Start Data shown

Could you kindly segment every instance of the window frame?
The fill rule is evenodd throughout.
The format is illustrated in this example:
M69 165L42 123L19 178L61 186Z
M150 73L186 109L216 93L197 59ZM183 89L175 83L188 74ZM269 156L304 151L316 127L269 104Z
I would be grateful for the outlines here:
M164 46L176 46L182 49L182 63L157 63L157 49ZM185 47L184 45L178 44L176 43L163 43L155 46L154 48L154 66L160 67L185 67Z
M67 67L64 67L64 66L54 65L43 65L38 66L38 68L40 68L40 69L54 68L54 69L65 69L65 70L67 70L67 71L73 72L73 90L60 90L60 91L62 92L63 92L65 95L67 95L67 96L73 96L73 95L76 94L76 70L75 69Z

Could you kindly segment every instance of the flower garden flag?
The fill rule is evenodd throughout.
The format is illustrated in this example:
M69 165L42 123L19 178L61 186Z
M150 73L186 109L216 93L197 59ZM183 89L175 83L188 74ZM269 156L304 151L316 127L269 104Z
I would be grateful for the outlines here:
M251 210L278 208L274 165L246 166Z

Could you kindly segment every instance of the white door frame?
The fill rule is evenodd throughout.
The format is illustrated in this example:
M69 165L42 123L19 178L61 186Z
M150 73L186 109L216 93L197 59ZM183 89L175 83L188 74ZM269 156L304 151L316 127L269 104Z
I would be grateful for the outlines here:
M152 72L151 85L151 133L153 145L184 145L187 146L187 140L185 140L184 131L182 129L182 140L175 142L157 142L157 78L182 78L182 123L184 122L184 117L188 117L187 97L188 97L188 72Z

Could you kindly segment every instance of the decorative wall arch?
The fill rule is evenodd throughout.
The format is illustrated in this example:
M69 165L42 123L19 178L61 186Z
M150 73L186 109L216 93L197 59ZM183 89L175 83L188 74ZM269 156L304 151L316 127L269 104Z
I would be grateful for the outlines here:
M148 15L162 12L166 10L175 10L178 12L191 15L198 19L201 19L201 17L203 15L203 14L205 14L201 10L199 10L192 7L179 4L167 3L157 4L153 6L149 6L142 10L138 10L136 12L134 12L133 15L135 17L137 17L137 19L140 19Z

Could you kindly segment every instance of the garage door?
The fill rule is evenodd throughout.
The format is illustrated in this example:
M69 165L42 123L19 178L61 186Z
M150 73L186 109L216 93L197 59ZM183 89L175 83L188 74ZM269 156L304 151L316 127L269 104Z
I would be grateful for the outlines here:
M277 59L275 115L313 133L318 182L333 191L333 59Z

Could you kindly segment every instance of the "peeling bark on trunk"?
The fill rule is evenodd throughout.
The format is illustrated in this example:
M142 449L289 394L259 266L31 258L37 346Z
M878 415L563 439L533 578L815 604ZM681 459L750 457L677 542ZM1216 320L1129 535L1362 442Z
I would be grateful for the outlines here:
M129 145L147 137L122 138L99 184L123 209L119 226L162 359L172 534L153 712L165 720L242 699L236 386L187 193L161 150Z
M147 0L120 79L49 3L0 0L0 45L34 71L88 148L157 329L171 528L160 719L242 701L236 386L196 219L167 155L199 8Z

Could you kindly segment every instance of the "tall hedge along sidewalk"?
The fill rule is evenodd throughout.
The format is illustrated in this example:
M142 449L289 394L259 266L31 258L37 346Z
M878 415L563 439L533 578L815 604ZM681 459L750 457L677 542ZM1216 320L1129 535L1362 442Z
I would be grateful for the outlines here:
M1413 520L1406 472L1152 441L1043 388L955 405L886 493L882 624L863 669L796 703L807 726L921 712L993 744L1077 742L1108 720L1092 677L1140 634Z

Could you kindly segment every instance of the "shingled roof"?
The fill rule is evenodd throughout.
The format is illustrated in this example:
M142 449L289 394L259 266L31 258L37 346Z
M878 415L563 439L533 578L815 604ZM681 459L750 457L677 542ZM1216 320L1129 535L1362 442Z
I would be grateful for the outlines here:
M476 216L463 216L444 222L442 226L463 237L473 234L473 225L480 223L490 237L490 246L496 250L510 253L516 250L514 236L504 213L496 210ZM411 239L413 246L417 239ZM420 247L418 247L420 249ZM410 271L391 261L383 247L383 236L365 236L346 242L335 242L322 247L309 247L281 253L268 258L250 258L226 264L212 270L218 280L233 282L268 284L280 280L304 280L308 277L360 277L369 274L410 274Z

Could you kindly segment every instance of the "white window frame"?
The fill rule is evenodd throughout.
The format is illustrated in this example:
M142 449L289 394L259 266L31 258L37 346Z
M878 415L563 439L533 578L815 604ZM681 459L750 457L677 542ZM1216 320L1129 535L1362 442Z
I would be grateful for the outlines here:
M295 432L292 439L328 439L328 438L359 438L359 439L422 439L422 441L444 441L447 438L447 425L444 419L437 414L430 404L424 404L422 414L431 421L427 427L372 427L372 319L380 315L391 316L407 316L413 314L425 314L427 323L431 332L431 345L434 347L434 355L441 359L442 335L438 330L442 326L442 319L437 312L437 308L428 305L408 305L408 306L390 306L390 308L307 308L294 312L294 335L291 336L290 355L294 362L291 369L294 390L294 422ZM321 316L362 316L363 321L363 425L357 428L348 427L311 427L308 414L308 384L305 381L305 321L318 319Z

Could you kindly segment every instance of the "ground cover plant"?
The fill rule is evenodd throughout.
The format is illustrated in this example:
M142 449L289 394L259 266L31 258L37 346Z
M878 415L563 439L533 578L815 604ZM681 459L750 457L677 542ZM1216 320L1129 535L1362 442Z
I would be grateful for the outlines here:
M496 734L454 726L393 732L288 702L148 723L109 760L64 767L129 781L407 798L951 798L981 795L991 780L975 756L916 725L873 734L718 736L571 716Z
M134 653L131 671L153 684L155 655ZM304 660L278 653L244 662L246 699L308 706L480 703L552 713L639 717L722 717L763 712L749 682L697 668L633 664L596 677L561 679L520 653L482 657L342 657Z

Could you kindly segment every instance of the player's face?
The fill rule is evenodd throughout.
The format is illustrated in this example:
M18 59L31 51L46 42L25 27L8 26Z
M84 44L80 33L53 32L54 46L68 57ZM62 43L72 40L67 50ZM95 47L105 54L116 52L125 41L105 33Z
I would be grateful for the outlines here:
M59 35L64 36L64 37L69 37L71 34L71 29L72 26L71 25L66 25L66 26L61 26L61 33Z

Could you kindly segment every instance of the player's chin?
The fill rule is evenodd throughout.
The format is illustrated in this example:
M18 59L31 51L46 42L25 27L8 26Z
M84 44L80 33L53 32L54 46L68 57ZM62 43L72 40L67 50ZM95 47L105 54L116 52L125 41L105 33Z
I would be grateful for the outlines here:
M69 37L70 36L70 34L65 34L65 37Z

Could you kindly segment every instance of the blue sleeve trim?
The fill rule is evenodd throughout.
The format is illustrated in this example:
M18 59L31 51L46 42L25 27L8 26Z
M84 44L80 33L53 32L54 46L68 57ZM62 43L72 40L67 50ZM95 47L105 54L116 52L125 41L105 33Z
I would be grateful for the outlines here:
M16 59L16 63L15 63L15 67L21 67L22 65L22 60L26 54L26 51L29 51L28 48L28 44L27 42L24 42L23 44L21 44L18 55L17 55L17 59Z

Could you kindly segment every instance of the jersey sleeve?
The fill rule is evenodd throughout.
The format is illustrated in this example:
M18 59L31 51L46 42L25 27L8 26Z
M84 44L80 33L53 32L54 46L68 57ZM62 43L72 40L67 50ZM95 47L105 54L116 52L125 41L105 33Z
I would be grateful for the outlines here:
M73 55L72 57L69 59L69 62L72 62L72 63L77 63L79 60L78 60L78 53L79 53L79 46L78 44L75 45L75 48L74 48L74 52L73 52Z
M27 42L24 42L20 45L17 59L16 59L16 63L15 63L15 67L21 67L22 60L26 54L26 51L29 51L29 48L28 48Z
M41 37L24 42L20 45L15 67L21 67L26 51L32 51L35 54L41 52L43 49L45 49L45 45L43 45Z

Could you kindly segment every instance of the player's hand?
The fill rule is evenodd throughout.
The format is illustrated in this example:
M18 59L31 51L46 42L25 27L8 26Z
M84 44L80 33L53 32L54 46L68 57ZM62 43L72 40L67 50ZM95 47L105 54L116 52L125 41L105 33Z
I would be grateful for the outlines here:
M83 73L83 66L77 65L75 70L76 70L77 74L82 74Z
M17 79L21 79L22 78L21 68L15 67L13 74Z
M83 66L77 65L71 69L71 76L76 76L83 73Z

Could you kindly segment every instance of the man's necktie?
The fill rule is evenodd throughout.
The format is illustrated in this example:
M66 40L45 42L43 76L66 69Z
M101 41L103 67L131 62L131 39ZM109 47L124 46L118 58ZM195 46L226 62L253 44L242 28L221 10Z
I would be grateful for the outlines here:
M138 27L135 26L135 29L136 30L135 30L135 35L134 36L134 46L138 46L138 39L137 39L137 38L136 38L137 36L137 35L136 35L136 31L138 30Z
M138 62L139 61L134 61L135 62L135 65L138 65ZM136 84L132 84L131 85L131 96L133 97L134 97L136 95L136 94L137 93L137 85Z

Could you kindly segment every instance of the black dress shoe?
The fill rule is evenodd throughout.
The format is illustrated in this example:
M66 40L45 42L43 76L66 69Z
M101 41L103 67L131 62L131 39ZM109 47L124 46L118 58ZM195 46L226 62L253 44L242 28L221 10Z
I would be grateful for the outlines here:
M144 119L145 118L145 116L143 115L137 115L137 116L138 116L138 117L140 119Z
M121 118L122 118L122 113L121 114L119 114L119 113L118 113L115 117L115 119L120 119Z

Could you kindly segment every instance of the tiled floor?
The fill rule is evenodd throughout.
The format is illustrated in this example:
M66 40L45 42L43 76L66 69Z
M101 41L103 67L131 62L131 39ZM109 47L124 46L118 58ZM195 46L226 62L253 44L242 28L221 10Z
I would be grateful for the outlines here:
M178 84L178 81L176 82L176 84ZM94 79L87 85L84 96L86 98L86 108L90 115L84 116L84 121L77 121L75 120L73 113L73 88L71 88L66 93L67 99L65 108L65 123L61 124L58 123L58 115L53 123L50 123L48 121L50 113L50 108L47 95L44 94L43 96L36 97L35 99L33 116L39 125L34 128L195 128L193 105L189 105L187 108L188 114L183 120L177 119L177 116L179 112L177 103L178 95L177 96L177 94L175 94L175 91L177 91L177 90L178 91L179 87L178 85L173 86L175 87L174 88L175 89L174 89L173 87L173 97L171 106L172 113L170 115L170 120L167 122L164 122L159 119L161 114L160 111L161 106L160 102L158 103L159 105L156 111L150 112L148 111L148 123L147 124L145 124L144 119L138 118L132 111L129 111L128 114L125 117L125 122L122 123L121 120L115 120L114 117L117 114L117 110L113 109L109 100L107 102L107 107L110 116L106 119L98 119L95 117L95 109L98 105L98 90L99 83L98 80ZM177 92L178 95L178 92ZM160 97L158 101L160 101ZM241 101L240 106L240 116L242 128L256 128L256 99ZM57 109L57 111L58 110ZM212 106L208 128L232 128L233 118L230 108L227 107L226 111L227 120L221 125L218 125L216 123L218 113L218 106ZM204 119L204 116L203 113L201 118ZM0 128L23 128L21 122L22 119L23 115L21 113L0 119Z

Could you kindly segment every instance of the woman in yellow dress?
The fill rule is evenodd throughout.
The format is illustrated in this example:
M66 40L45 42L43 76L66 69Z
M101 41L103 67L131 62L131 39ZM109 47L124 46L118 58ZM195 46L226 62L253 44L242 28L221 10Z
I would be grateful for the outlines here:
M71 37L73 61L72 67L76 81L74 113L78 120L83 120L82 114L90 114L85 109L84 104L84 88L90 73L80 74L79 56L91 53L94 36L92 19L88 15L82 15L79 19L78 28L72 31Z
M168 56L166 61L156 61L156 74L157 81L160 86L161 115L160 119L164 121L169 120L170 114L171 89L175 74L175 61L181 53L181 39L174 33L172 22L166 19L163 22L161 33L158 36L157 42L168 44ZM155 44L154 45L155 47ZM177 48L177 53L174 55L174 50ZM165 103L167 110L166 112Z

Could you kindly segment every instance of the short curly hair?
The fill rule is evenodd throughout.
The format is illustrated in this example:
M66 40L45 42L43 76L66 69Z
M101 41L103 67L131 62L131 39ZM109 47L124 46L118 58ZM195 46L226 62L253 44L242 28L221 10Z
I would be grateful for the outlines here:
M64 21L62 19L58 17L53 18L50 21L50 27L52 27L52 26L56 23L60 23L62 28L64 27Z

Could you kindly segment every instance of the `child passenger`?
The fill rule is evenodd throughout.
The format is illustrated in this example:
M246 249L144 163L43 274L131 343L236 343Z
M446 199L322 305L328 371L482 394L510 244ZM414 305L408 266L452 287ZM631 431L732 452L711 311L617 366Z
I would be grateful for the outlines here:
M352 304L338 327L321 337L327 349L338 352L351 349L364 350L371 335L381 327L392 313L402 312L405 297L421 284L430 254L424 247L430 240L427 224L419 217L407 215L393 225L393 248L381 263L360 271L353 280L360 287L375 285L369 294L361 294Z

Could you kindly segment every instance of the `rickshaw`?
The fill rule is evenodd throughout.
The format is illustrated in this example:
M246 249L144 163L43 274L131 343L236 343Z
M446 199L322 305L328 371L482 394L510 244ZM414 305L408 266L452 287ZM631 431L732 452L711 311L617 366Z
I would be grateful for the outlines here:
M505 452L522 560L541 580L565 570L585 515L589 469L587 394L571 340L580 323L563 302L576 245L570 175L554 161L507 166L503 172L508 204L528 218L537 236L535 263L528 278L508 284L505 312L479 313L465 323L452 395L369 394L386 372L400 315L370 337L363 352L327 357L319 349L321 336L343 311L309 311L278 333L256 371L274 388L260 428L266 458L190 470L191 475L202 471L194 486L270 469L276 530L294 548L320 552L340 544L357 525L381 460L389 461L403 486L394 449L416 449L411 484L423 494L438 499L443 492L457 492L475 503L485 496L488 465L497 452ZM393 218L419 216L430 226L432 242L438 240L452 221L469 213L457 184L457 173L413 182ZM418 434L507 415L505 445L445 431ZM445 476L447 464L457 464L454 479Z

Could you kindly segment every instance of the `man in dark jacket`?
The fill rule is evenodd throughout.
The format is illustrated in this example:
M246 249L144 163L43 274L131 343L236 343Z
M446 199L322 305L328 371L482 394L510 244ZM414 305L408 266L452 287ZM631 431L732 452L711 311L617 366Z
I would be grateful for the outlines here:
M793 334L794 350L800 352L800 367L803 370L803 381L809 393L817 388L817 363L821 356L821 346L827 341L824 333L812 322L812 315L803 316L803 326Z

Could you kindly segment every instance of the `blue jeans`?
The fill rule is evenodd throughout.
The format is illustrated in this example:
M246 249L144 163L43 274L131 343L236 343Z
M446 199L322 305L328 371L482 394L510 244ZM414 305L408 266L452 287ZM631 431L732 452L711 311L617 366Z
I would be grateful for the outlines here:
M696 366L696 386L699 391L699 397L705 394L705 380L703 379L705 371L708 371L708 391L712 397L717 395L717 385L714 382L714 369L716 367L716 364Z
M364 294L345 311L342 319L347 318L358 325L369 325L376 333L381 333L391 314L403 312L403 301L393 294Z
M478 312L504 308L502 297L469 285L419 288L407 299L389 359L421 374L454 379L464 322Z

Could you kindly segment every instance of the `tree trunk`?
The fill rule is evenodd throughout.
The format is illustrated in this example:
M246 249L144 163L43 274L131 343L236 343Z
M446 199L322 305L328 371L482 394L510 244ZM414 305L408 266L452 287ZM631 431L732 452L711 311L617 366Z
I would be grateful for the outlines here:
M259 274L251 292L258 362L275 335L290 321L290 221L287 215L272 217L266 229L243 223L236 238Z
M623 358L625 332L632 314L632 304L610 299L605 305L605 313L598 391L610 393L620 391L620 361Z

End Data shown

■ **Stated goal**: Could you copy out, word for word, everything in the entries from the line containing "Could you kindly segment every instance of the player's chin?" down to the line containing "M69 37L70 36L70 34L65 34L65 37Z", including both of those lines?

■ **Exercise result**:
Could you kindly segment every instance of the player's chin?
The fill rule is evenodd throughout.
The format is illustrated in this example:
M18 59L31 51L46 42L25 27L8 26Z
M84 44L80 33L53 32L54 46L68 57ZM62 43L72 40L67 50ZM95 47L105 54L116 52L125 41L105 33Z
I would be grateful for the outlines here:
M69 37L70 36L70 34L65 34L65 37Z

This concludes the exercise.